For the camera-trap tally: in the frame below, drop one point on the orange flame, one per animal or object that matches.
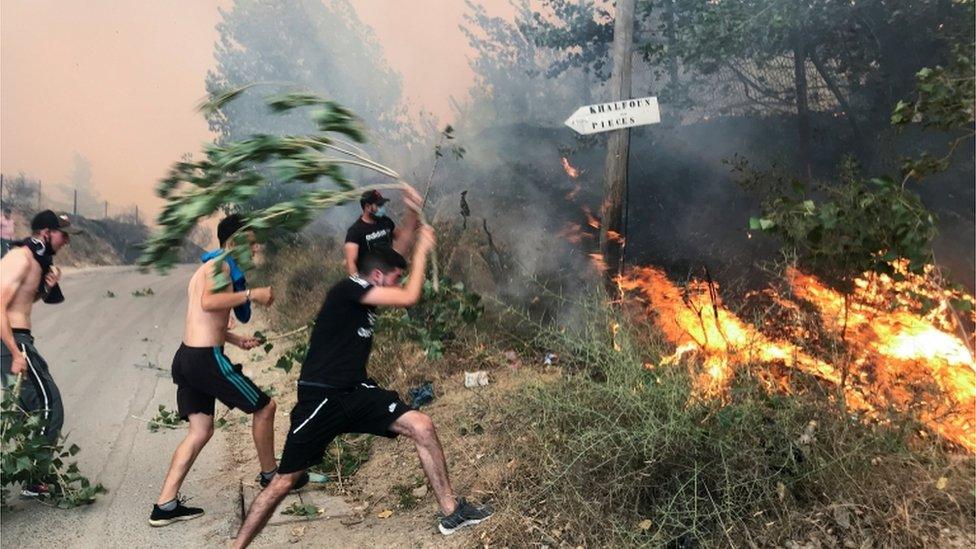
(591, 220)
(896, 350)
(574, 233)
(893, 352)
(569, 169)
(598, 262)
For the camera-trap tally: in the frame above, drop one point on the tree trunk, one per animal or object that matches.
(618, 147)
(669, 34)
(802, 108)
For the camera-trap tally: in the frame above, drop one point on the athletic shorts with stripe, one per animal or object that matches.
(38, 393)
(203, 374)
(320, 415)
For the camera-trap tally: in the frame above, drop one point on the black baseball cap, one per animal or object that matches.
(56, 222)
(372, 197)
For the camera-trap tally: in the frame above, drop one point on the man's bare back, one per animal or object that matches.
(19, 308)
(208, 312)
(204, 328)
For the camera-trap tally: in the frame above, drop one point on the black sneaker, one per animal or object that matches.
(464, 514)
(299, 484)
(181, 512)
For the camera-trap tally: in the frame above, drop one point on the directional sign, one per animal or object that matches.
(616, 115)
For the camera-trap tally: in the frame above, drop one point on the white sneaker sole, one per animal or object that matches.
(449, 531)
(167, 522)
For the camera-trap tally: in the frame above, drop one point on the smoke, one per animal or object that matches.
(685, 210)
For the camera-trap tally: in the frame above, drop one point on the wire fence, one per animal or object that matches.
(25, 194)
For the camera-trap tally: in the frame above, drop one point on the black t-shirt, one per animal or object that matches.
(371, 235)
(342, 337)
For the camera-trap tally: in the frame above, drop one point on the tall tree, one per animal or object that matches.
(308, 45)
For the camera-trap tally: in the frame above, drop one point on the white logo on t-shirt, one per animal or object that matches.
(378, 234)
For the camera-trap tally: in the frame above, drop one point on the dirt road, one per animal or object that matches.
(104, 353)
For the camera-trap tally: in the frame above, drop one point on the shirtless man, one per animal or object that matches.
(335, 394)
(203, 373)
(27, 274)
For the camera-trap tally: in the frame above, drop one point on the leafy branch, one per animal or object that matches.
(230, 174)
(28, 457)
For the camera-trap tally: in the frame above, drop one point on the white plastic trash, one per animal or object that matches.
(476, 379)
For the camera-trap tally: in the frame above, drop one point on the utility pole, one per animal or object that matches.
(618, 146)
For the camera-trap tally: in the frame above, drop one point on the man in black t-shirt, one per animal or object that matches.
(336, 396)
(374, 229)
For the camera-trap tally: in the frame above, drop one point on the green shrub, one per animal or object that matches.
(614, 453)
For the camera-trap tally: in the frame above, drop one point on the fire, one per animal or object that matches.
(696, 322)
(569, 169)
(598, 262)
(574, 233)
(591, 220)
(892, 350)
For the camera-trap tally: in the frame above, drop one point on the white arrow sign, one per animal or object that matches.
(616, 115)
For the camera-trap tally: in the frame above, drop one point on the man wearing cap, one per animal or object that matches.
(28, 274)
(374, 229)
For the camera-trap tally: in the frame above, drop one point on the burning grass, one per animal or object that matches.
(884, 354)
(624, 451)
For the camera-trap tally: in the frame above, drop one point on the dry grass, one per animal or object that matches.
(614, 454)
(601, 451)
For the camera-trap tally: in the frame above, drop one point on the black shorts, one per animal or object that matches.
(203, 374)
(322, 414)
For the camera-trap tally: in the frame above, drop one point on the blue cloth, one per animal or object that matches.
(242, 312)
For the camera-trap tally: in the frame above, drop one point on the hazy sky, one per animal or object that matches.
(117, 81)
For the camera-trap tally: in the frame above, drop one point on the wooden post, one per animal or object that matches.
(802, 107)
(618, 146)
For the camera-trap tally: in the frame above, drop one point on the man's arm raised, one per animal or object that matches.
(403, 236)
(408, 295)
(351, 252)
(13, 269)
(220, 301)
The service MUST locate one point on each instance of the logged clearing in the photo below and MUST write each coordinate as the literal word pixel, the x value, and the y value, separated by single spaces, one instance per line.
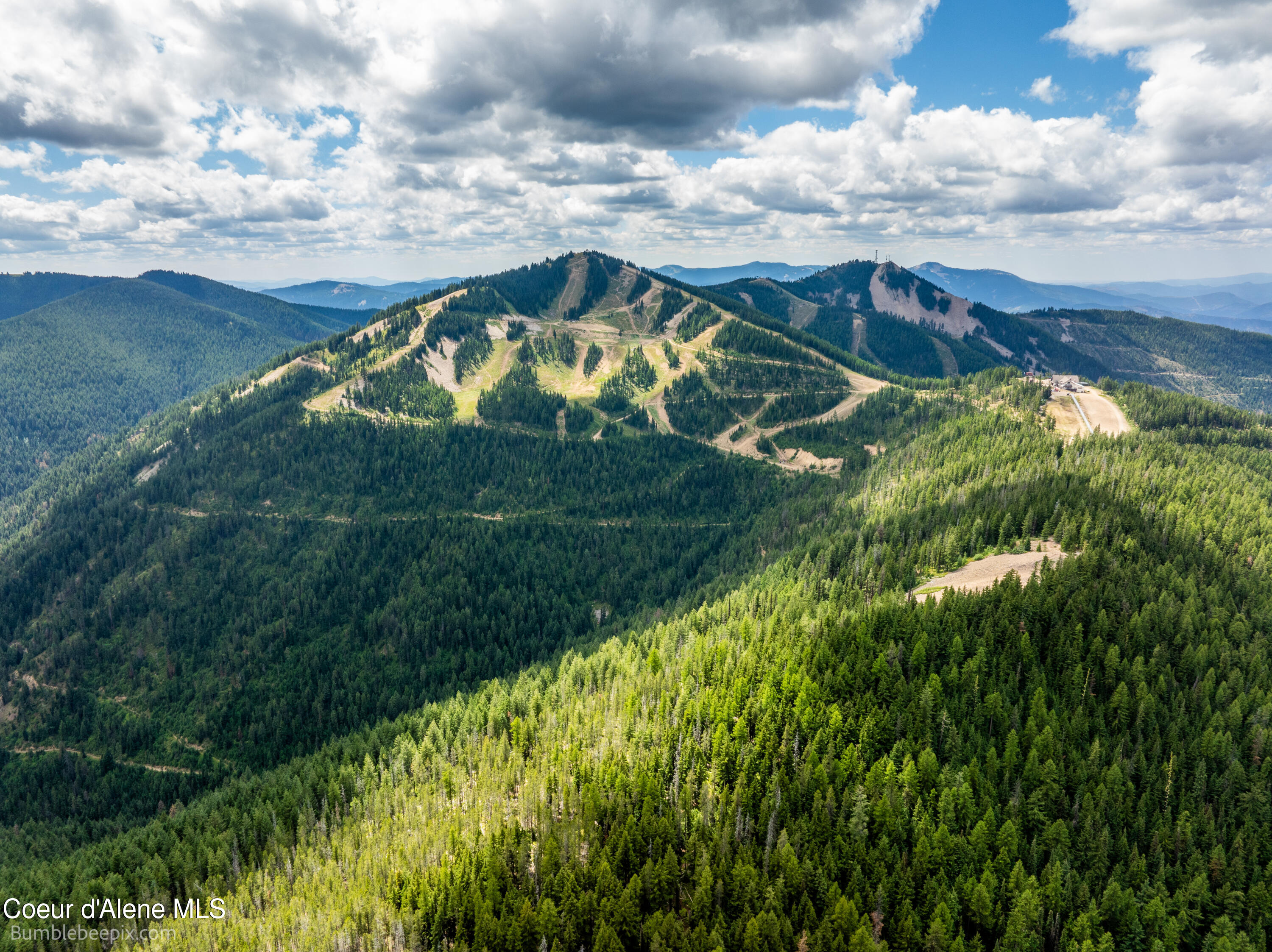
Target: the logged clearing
pixel 1102 414
pixel 980 575
pixel 1105 415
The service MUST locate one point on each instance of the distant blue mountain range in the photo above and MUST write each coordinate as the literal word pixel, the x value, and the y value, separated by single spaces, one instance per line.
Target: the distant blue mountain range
pixel 704 278
pixel 1242 304
pixel 355 297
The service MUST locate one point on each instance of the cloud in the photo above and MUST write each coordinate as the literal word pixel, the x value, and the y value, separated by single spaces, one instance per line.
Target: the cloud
pixel 285 126
pixel 1045 91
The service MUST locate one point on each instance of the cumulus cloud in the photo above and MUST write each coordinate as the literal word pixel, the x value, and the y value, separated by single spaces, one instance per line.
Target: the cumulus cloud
pixel 1045 91
pixel 304 126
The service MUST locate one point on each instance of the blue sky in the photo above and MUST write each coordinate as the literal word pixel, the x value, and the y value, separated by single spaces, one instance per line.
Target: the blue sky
pixel 409 140
pixel 986 55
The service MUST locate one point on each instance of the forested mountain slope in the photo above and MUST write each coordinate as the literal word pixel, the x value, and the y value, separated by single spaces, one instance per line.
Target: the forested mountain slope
pixel 282 577
pixel 892 317
pixel 81 368
pixel 299 322
pixel 1233 367
pixel 27 292
pixel 812 760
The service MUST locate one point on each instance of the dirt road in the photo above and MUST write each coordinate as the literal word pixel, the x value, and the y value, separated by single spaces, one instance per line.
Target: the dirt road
pixel 1105 415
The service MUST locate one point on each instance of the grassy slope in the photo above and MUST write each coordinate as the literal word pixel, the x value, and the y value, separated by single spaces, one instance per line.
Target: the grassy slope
pixel 929 760
pixel 81 368
pixel 1232 367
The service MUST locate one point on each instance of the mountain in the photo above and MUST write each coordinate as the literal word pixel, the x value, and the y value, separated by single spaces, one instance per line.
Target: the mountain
pixel 1008 293
pixel 509 687
pixel 83 367
pixel 757 269
pixel 1257 278
pixel 344 294
pixel 1234 306
pixel 902 322
pixel 27 292
pixel 1251 292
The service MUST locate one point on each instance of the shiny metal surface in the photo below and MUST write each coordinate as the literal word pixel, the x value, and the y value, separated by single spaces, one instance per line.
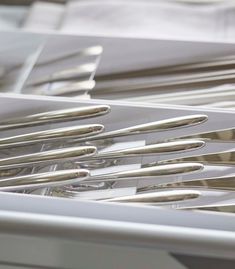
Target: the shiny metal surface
pixel 52 135
pixel 153 171
pixel 222 183
pixel 157 126
pixel 227 135
pixel 47 157
pixel 219 158
pixel 158 197
pixel 160 148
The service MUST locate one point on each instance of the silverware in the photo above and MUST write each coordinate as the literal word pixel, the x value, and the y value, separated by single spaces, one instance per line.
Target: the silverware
pixel 160 148
pixel 157 126
pixel 219 158
pixel 147 172
pixel 55 116
pixel 47 157
pixel 207 198
pixel 55 178
pixel 158 197
pixel 227 135
pixel 92 194
pixel 52 135
pixel 222 183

REQUIREMENT: Could the entries above be written out word for word, with no pictures?

RESPONSE AREA:
For the camera-trap tally: in the frame below, drop one point on the orange flame, one per animal or object that matches.
(591, 220)
(896, 350)
(574, 233)
(893, 352)
(569, 169)
(598, 262)
For the camera-trap tally: in the frame above, drop one point on the tree trunk, one per animal or object that matches.
(618, 147)
(669, 34)
(802, 108)
For the camera-trap tally: in the frame above, drop one point on the athletic shorts with stripe, one per animal or object that matches.
(38, 393)
(203, 374)
(320, 415)
For the camera-trap tally: in the frame above, drop one point on the black baseball cap, one per animal or object that matches.
(56, 222)
(372, 197)
For the camera-trap tally: in the frame above, drop one point on the man's bare back, one per animal or object that matches.
(19, 308)
(208, 312)
(204, 328)
For the camera-trap tally: in the frame above, drop one point on the black sneaker, one per animal or object that matches.
(464, 514)
(299, 484)
(181, 512)
For the camera-trap tally: in the frame above, drop one point on the directional sign, one per animal or object that matches.
(616, 115)
For the camera-trap tally: in the frame above, drop one point on the white sneaker sole, one per animal or object that matches.
(449, 531)
(167, 522)
For the camera-trap tally: in the frame above, drop one point on the smoke, one per animal or object that matches.
(685, 210)
For the camera-trap tally: in the frame above, drop one point on the wire fence, one per animal or object that matches.
(25, 194)
For the camera-trap tally: in the frame above, drop one point on the black t-shirt, one per animal or object that matches.
(371, 235)
(342, 337)
For the camera-trap tally: in the frame above, drop one point on the tall tree, one per animal or object that matches.
(308, 45)
For the camera-trap tally: in the frame above, drop one point on the white logo on t-shirt, one per animal or object that matches.
(378, 234)
For the camera-trap tally: in the frame above, drop one point on the dirt road, one per animal or object that matches.
(104, 353)
For the camera-trap tally: in the frame above, drop one point on the shirtless man, one per animal or object that matches.
(335, 394)
(203, 373)
(27, 274)
For the camera-trap tally: in the frame above, drop one point on the leafy branch, one per animal or object that matches.
(230, 174)
(28, 457)
For the camera-trap tally: in the frame above, drop one point on the white plastic trash, one per animal or object that matches.
(476, 379)
For the camera-trap tally: in the frame above, drop one point on the utility pole, one per animal or object that matches.
(618, 146)
For the camera-trap tally: in the frame above, drop one point on the man in black t-shirt, one per animal or object that matches.
(336, 396)
(374, 229)
For the camera-trap tally: in the frame above, drop one point on the green shrub, one per animal or object that matches.
(614, 453)
For the camera-trap tally: in the frame above, drop one point on the fire, one per animal or object that matches.
(696, 322)
(569, 169)
(598, 262)
(574, 233)
(591, 220)
(892, 350)
For the camera-trap tally: in the frame above, drop one point on the white arrow sign, one per animal or object that matches.
(616, 115)
For the camera-trap tally: in the frame above, drop one point on the man wearing cap, one per animal or object that matches.
(28, 274)
(374, 229)
For the camera-trap tally: in the frame above, drop one point on the burning grass, one per animal or object that matches.
(884, 354)
(624, 451)
For the camera-trap tally: in the frame above, drop one point on the dry grass, one per animal or object that matches.
(614, 454)
(601, 451)
For the camera-trap tally: in the frame above, drop one point on the black shorts, one per animal or object that matches.
(203, 374)
(322, 414)
For the camera-trap tally: in the frame above, drop one point on the blue cloth, one per animal or object that matches.
(242, 312)
For the camera-trap tally: in the frame above, drop one point on the hazy sky, one per animal or object that matches.
(117, 81)
For the camera-trap tally: in the frame above, drop one point on the wooden post, one per animal or object that matches.
(802, 107)
(618, 146)
For the camera-trap tally: in the frame above, drop one point on the man's arm raised, one per animal or object that matches.
(403, 236)
(408, 295)
(351, 252)
(13, 269)
(220, 301)
The service MUST locate one point on each instance of the logged clearing in the photo below and MUST write each coordinate as the literal word pixel, the x value, and the y value, separated by single spaces, one instance per line.
Target: the logged clearing
pixel 1102 414
pixel 980 575
pixel 1105 415
The service MUST locate one point on each instance of the distant blue mountain range in the photo above and MUST write each coordinate as the literal word pixel, the x value, and the y value, separated by single spaces, one instance per line.
Target: the distant blue mountain range
pixel 704 278
pixel 1242 304
pixel 355 297
The service MUST locate one point on each instance of the cloud in the photo above and MUST write each coordinate as the literal word pixel, the x value, and the y value, separated by single spaces, one instance per line.
Target: the cloud
pixel 285 126
pixel 1045 91
The service MUST locate one point on each instance of the cumulus cloud in the photo above and MUST write each coordinate as the literal word pixel, the x value, and the y value, separated by single spaces, one instance per line.
Target: the cumulus cloud
pixel 1045 91
pixel 304 126
The service MUST locate one point on each instance of the blue sky in the photo above and MUST write each coordinate as the literal word pixel, the x value, and the y value, separated by single spaces, one instance per line.
Target: the blue sky
pixel 409 140
pixel 986 55
The service MUST locate one point on each instance of the forested mountain slope in the photo above and MUST write each coordinate as the literal word pixel, the x value, and the y value, separated by single spaces, one instance per line.
Target: the forested mountain slope
pixel 282 577
pixel 892 317
pixel 81 368
pixel 299 322
pixel 1233 367
pixel 27 292
pixel 812 760
The service MUST locate one point on each instance of the dirt road in the photo above and MUST write each coordinate as the literal word pixel, the x value, and the y value, separated by single spaces, one instance per line.
Target: the dirt road
pixel 1105 415
The service MUST locate one point on each instance of the grassy slope in the photo above and MUST write each coordinate as the literal word pixel, the x value, and the y value, separated by single spaces, one instance per line.
Target: the grassy slope
pixel 929 760
pixel 81 368
pixel 1232 367
The service MUST locate one point on each instance of the mountain in the photo above and MUST write each coordinate as the literal word pixel, the x value, and the y value, separated by single spaces, one instance per line.
Target: the mountain
pixel 1008 293
pixel 509 687
pixel 83 367
pixel 757 269
pixel 1257 278
pixel 344 294
pixel 1234 306
pixel 902 322
pixel 27 292
pixel 1251 292
The service MUST locate one point on each instance of the shiny metal surface in the photo below and MUST write each coordinate as the literal word pixel, the x value, and the y value, separated by single spaces, one instance per line.
Target: the shiny metal surface
pixel 52 135
pixel 153 171
pixel 222 183
pixel 157 126
pixel 227 135
pixel 47 157
pixel 219 158
pixel 158 197
pixel 160 148
The service MUST locate one point on each instance of the silverware in the photo above and MUST write each coordinate as the literal word pixel, the x value, and the y value, separated by single spaces, one instance per line.
Target: the silverware
pixel 160 148
pixel 157 126
pixel 219 158
pixel 147 172
pixel 55 116
pixel 47 157
pixel 207 198
pixel 55 178
pixel 158 197
pixel 227 135
pixel 92 194
pixel 52 135
pixel 222 183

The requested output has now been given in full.